- TEKS TERPILIH
LAMONGAN | MDN — Di tengah semangat pemerintah pusat menyalurkan pupuk subsidi untuk sektor perikanan dan pertanian, keresahan masih menyelimuti para petani sawah dan petambak di berbagai daerah. Meski simulasi penebusan pupuk subsidi telah digelar di Lamongan, kenyataan di lapangan menunjukkan bahwa akses terhadap pupuk bersubsidi belum sepenuhnya mudah.
Pemerintah melalui Kementerian Kelautan dan Perikanan telah menyiapkan 295 ribu ton pupuk subsidi untuk sektor perikanan. Direktur Jenderal Perikanan Budidaya, TB Haeru Rahayu, menegaskan bahwa petambak akan mendapatkan pendampingan penuh dari Dinas Perikanan dan pemerintah daerah dalam proses penyaluran.
Namun, di sisi lain, petani sawah mengaku masih kesulitan mengakses pupuk subsidi. Laporan dari Himpunan Kerukunan Tani Indonesia (HKTI) Yogyakarta menyebutkan bahwa banyak petani dipersulit dalam proses pengajuan, meski pemerintah telah menurunkan harga pupuk urea dari Rp112.500 menjadi Rp90.000 per sak.
Terbitnya Peraturan Presiden (Perpres) Nomor 113 Tahun 2025 menjadi tonggak baru dalam tata kelola pupuk subsidi. Perpres ini menggantikan Perpres No. 6/2025 dan mengubah skema subsidi dari berbasis output menjadi input, dengan harapan lebih berkelanjutan.
Namun, perubahan ini juga membawa tantangan administratif. Petani kini harus memahami sistem digital baru, termasuk penggunaan KTP dan aplikasi berbasis daring untuk mengakses pupuk. Bagi petani di pedesaan yang belum terbiasa dengan teknologi, ini menjadi hambatan tersendiri.

- INFORMASI TERLAMPIR
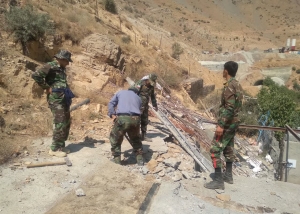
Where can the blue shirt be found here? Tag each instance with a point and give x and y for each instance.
(124, 102)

- DAFTAR TUGAS
1) Menurut artikel tentang pupuk subsidi, berapa banyak pupuk subsidi yang disiapkan Kementerian Kelautan dan Perikanan untuk sektor perikanan?
2) Lanjutkan artikel tentang pupuk subsidi setelah kalimat terakhirnya.

- JAWABAN BERIKUT
1) 295 ribu ton.

2)
Salah satu petani tambak di Kecamatan Brondong, Lamongan, mengaku belum sepenuhnya memahami mekanisme baru. “Katanya ada pendampingan, tapi kami belum tahu harus ke mana. Kalau tidak dibantu, kami takut tidak kebagian pupuk,” ujarnya.
Sementara itu, petani sawah di Kecamatan Tikung mengeluhkan lambatnya proses verifikasi. “Kami sudah daftar, tapi belum ada kepastian kapan pupuk bisa ditebus. Musim tanam sudah dekat,” kata Suyadi, petani padi setempat.
Para petani berharap agar pendampingan tidak hanya formalitas, tetapi benar-benar hadir di lapangan. Mereka juga meminta agar distribusi pupuk subsidi tidak hanya fokus pada sektor perikanan, tetapi juga menyentuh petani sawah yang menjadi tulang punggung ketahanan pangan nasional.
“Kalau petambak didampingi, kami petani sawah juga ingin didampingi. Jangan sampai ada kesenjangan,” ujar Suyadi.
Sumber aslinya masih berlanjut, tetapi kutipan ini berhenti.